- [Passage for review]:
════════
Further, the PTT cell apoptosis of ICG@PSMA NPs were evaluated by Flow Cytometry. HeLa cells were seeded in 6-well plates at a density of 3 × 10⁵ cells per well. After 24 hours incubation, the cells were divided into four groups: (1) control, (2) Laser only, (3) ICG@PSMA NPs (50 μg mL⁻¹), and (4) ICG@PSMA NPs (50 μg mL⁻¹) and Laser. After 2 hours of incubation by ICG@PSMA NPs, laser irradiation was used (808 nm laser irradiation at a power density of 900 mW cm⁻² for 8 minutes). Then, the cells were incubated at 37 °C with 5% CO₂ and 95% air for 12 hours. Afterwards, all of the cells were washed with PBS, digested by trypsin, and collected by centrifugation. After being further washed with PBS for 2 times, the cells were re-suspended in 0.5 mL of annexin binding buffer. After that, all cells were stained in PI and Annexin-V-FITC containing binding buffer for 15 minutes and finally detected by flow cytometry (BD LSRII, FACS Calibur).

2.8 Biosafety assays

Biocompatibility of ICG@PSMA NPs was evaluated by the hemolysis test. First, blood samples from healthy rat were collected into heparinized tube and red blood cells (RBCs) were separated by centrifugation at 1000 rpm for 10 minutes. The collected RBCs were washed three times with 1× PBS. For positive and negative controls, 2% RBCs suspensions were made with DI water and PBS separately. Next, all samples were diluted with PBS at a concentration of ICG@PSMA NPs at 6.25, 12.5, 25, 50 and 100 μg mL⁻¹ and were incubated with 2% of RBCs (1.5 mL) at 37 °C for 3 hours. Further, to determine the effect of NIR, the samples was irradiated with NIR radiation at 900 mW cm⁻² for 8 minutes. After that, all treated samples were centrifuged at 1000 rpm for 10 minutes to compare the clarity of the samples.

Then, the biosafety effect of ICG@PSMA NPs in vivo was ascertained. Six healthy female KM mice were intravenously injected with ICG@PSMA NPs at a dose of 10 μg kg⁻¹ and sacrificed at 24 hours and 3 days after injection. Major organs from the treated mice were collected for hematoxylin and eosin (H&E) staining according to the standard protocol and examined using an inverted digital microscope (Leica).
════════
- [Study material]:
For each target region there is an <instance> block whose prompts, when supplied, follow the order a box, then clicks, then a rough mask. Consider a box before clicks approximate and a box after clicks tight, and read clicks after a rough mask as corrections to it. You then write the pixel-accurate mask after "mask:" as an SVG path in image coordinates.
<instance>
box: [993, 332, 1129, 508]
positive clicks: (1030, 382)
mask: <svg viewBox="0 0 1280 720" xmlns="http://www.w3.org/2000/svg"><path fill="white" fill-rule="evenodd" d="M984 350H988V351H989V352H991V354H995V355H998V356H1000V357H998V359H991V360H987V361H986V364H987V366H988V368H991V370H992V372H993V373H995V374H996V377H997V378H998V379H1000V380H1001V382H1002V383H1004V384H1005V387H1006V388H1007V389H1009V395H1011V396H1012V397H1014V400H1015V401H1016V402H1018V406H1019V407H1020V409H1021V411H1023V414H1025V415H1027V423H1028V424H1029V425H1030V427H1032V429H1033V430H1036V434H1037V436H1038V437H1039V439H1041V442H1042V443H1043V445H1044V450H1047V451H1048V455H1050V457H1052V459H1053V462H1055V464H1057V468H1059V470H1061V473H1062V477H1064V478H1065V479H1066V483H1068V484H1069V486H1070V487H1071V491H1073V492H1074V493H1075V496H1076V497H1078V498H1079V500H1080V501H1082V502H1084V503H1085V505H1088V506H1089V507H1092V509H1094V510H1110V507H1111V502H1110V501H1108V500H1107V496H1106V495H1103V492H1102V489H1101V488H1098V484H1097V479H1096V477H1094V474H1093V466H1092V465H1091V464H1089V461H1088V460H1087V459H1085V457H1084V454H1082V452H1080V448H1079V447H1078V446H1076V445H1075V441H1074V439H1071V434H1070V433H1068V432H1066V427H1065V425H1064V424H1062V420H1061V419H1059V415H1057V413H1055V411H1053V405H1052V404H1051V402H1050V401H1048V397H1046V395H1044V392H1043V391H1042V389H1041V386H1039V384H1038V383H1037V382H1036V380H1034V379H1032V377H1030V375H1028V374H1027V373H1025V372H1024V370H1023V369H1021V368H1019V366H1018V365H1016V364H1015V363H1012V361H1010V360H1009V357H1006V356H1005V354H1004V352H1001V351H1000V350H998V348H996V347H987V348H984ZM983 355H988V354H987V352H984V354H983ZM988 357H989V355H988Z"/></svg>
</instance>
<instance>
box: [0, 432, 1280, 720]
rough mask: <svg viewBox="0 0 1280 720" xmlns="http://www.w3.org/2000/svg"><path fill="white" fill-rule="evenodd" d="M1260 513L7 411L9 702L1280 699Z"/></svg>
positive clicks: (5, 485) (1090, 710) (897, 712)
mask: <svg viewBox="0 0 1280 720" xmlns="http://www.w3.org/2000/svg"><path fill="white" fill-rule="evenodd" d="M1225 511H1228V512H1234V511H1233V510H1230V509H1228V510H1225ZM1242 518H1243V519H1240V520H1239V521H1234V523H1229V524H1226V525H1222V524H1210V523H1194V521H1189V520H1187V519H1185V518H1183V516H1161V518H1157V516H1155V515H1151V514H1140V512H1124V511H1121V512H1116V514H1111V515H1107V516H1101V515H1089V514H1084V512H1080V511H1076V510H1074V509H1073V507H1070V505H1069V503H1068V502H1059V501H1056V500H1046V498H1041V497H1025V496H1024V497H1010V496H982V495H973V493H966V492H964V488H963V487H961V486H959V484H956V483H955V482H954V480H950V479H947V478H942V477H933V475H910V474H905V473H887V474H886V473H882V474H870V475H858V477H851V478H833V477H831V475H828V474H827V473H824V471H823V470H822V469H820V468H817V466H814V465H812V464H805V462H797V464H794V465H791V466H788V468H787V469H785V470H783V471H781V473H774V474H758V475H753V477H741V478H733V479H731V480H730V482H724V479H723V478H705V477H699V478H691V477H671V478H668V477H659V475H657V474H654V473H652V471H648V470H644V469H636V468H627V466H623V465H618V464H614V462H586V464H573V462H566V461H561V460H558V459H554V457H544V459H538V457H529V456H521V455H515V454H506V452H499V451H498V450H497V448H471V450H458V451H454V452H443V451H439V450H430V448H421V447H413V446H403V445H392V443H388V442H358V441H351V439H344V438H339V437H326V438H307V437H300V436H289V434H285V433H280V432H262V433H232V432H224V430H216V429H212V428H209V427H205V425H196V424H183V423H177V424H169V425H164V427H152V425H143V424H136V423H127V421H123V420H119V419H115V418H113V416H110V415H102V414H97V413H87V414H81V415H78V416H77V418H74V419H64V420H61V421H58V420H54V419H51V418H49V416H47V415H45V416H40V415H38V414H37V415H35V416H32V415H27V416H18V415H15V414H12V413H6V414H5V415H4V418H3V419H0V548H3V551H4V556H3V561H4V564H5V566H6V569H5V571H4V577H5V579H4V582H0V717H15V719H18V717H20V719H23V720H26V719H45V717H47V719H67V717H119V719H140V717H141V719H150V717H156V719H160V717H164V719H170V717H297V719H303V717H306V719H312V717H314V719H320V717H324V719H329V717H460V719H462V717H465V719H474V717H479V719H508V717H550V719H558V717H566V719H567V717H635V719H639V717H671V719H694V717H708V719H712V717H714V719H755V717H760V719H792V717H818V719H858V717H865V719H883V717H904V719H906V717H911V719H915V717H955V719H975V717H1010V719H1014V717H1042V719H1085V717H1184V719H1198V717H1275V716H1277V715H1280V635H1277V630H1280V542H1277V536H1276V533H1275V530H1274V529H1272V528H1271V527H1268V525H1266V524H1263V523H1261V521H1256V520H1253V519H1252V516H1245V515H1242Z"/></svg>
════════
- [Problems to work on]:
• a. In the ICG@PSMA nanoparticle methods, change "female" to "male" in the part from "Then, the biosafety" to "digital microscope (Leica).", and give that part in full.
• b. Continue the ICG@PSMA nanoparticle methods from the point at which they stop.
The material is not required for what follows.

- [Outputs in order]:
• a.
Then, the biosafety effect of ICG@PSMA NPs in vivo was ascertained. Six healthy male KM mice were intravenously injected with ICG@PSMA NPs at a dose of 10 μg kg⁻¹ and sacrificed at 24 hours and 3 days after injection. Major organs from the treated mice were collected for hematoxylin and eosin (H&E) staining according to the standard protocol and examined using an inverted digital microscope (Leica).

• b.
3. Results and discussion

3.1 Synthesis and characterization of ICG@PSMA NPs

The fabrication procedure of ICG@PSMA NPs was schematically illustrated in Fig. 1(a), which was facile and convenient. The maleic anhydride units of PSMA molecules were hydrolysed in the aqueous environment and generated carboxyl groups on the surface of NPs (Scheme 1). The ICG@PSMA NPs were dispersed clearly and stably in the water. The morphology and hydrodynamic size distribution of as-synthesized ICG@PSMA NPs (with a weight ratio of ICG : PSMA = 3 : 1) were characterized by TEM and dynamic light scattering (DLS). As shown in the TEM image (Fig. 1(b) and S1†), the obtained ICG@PSMA NPs exhibit a uniformly spherical structure with an average diameter of ∼180 nm. The DLS analysis is also used conform the size distribution of ICG@PSMA NPs (∼180 nm). In addition, there was almost no change of hydrodynamic diameter of nanoparticles for 9 consecutive days (Fig. S2†), indicating the high stability of ICG@PSMA NPs in aqueous solution.

Fig. 1 (a) The scheme of preparation of ICG@PSMA NPs. (b) DLS measurement of ICG@PSMA NPs (insert: TEM images of ICG@PSMA NPs, scale bar: 500 nm). (c) The absorption and (d) fluorescence spectra of free ICG molecules (gray line) and ICG@PSMA NPs (red line) in water (pH = 7.4).

Scheme 1 Schematic illustration of the synthesis process ICG@PSMA NPs and PTT effect.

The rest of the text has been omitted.